(Records from a point-labeling set)
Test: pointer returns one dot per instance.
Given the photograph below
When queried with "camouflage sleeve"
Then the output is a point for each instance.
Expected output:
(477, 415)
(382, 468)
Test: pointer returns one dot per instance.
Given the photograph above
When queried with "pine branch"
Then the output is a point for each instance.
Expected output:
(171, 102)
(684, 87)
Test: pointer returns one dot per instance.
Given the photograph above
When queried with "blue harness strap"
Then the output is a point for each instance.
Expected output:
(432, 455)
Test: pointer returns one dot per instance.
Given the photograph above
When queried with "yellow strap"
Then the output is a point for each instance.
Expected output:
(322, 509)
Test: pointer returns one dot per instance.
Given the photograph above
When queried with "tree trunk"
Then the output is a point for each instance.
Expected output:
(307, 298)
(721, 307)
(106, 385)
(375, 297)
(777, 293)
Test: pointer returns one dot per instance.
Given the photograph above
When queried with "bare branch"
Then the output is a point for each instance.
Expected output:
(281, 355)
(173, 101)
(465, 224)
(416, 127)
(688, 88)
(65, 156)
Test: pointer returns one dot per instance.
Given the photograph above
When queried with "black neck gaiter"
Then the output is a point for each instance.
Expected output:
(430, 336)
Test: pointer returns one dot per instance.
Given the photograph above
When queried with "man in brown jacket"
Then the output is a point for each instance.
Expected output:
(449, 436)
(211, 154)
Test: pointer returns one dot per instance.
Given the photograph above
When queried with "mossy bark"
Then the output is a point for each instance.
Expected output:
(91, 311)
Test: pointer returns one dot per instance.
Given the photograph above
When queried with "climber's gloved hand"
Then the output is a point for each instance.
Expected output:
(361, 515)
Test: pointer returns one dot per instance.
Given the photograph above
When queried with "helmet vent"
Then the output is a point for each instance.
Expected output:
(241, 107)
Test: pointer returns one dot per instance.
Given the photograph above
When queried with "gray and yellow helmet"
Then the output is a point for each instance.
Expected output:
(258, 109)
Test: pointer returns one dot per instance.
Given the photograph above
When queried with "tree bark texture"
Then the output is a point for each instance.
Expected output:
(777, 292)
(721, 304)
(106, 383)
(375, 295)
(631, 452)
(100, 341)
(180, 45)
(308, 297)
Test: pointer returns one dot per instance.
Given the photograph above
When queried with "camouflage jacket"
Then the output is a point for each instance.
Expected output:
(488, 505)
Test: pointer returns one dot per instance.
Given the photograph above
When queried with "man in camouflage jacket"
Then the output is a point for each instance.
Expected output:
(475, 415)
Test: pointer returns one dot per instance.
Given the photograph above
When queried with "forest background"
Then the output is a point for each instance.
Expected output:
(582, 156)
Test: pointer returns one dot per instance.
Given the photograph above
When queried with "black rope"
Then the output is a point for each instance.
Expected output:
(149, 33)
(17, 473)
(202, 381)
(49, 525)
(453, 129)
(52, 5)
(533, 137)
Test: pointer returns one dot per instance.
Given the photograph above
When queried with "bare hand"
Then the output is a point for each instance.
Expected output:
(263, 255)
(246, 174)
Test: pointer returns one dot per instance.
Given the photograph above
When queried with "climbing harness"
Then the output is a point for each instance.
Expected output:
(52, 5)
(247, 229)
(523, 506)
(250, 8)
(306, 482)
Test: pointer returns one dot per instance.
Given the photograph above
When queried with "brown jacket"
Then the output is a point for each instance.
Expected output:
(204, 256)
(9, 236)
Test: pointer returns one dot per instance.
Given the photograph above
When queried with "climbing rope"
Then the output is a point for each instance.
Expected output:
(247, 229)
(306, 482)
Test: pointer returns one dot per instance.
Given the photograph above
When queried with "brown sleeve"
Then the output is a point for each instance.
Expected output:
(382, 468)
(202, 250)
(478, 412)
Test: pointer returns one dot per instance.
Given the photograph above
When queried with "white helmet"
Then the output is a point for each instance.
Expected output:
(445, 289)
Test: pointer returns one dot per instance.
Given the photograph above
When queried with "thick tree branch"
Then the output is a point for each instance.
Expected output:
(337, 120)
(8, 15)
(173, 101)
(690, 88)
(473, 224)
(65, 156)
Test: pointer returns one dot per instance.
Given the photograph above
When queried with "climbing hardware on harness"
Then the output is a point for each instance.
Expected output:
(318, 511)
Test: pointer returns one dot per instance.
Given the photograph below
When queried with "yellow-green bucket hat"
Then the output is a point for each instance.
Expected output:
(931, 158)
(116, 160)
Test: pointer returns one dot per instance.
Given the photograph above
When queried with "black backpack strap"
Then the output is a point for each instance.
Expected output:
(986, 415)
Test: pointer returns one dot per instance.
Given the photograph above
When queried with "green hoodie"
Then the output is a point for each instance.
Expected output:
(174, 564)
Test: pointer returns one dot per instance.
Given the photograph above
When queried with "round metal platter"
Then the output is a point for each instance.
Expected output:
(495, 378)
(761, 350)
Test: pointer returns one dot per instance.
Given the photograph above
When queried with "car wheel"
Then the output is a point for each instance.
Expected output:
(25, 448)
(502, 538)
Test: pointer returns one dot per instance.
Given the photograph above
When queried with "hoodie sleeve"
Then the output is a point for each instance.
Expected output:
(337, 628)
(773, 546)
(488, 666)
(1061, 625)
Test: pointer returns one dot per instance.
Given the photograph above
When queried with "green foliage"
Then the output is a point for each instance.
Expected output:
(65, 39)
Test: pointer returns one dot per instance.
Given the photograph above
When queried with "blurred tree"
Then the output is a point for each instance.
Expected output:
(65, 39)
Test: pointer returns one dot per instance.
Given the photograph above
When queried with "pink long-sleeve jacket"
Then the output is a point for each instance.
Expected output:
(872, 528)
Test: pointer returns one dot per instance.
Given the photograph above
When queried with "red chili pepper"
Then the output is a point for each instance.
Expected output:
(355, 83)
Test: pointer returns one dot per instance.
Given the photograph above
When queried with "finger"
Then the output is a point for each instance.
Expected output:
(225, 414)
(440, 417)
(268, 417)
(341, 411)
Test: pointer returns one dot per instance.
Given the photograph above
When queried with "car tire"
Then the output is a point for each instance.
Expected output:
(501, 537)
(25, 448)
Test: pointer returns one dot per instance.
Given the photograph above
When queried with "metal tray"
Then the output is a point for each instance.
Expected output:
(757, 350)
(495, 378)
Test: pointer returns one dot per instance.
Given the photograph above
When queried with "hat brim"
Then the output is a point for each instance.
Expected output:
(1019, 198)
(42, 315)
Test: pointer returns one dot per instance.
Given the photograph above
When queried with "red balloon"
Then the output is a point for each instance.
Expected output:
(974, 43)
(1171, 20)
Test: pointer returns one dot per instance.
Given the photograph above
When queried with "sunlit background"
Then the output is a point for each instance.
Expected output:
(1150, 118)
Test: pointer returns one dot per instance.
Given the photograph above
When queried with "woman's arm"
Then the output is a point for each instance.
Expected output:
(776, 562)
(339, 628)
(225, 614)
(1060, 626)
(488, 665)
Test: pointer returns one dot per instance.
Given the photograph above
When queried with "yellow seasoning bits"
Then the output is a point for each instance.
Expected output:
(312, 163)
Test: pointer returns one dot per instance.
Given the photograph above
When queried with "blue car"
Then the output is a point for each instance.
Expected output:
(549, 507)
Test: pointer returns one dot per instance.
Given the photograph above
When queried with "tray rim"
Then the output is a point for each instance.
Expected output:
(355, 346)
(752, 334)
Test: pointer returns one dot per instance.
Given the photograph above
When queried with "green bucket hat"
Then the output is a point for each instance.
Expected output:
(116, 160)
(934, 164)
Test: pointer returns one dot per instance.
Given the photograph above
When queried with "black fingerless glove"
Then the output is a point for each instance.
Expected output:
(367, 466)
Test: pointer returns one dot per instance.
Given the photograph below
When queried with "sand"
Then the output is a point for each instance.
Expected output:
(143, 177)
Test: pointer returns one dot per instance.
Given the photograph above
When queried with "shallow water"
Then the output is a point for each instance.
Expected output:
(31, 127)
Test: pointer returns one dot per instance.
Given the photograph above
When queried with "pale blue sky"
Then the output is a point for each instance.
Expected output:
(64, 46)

TASK INSTRUCTIONS: Pick out every line of the material above that contains the word "jacket", and copy each one.

FULL ANSWER:
When queried with "man in brown jacket"
When queried with "camouflage jacket"
When queried with "man in camouflage jacket"
When queried with "brown jacket"
When queried with "pink long-sleeve jacket"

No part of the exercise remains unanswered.